### [Data extracts]
+===+
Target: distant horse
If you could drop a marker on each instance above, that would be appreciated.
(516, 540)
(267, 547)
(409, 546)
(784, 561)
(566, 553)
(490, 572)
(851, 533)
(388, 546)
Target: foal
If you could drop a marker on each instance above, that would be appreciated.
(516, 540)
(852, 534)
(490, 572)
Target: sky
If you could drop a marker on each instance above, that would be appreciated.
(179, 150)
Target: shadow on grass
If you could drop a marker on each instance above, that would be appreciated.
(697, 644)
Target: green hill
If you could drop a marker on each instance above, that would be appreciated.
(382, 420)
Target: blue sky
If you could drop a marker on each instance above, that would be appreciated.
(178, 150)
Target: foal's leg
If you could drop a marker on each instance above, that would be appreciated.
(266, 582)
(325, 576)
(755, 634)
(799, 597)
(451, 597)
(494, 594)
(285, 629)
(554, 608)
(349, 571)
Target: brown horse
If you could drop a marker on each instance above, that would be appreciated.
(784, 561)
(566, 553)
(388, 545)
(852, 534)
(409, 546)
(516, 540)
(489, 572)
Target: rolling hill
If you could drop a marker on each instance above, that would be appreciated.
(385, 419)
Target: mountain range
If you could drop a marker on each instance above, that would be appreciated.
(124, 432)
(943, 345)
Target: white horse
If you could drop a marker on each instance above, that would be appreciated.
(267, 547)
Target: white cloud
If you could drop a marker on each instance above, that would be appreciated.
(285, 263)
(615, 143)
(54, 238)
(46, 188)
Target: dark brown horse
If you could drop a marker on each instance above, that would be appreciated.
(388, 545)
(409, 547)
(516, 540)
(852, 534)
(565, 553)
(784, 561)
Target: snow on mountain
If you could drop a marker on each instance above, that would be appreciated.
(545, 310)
+===+
### [Goal of the exercise]
Transcribe exactly the line containing "Target: white cloud" along with all later lines of the material, through its last line. Add nothing.

### [Result of the task]
Target: white cloud
If you could drop a marker on each instance above, that would be appreciated.
(285, 263)
(615, 143)
(54, 238)
(46, 188)
Target: dark brown horse
If you could drop a marker on each instance above, that would be appreciated.
(388, 545)
(409, 547)
(516, 540)
(852, 534)
(565, 553)
(784, 561)
Target: snow on mountain
If you could drop a marker on each instance above, that would be appreciated.
(545, 310)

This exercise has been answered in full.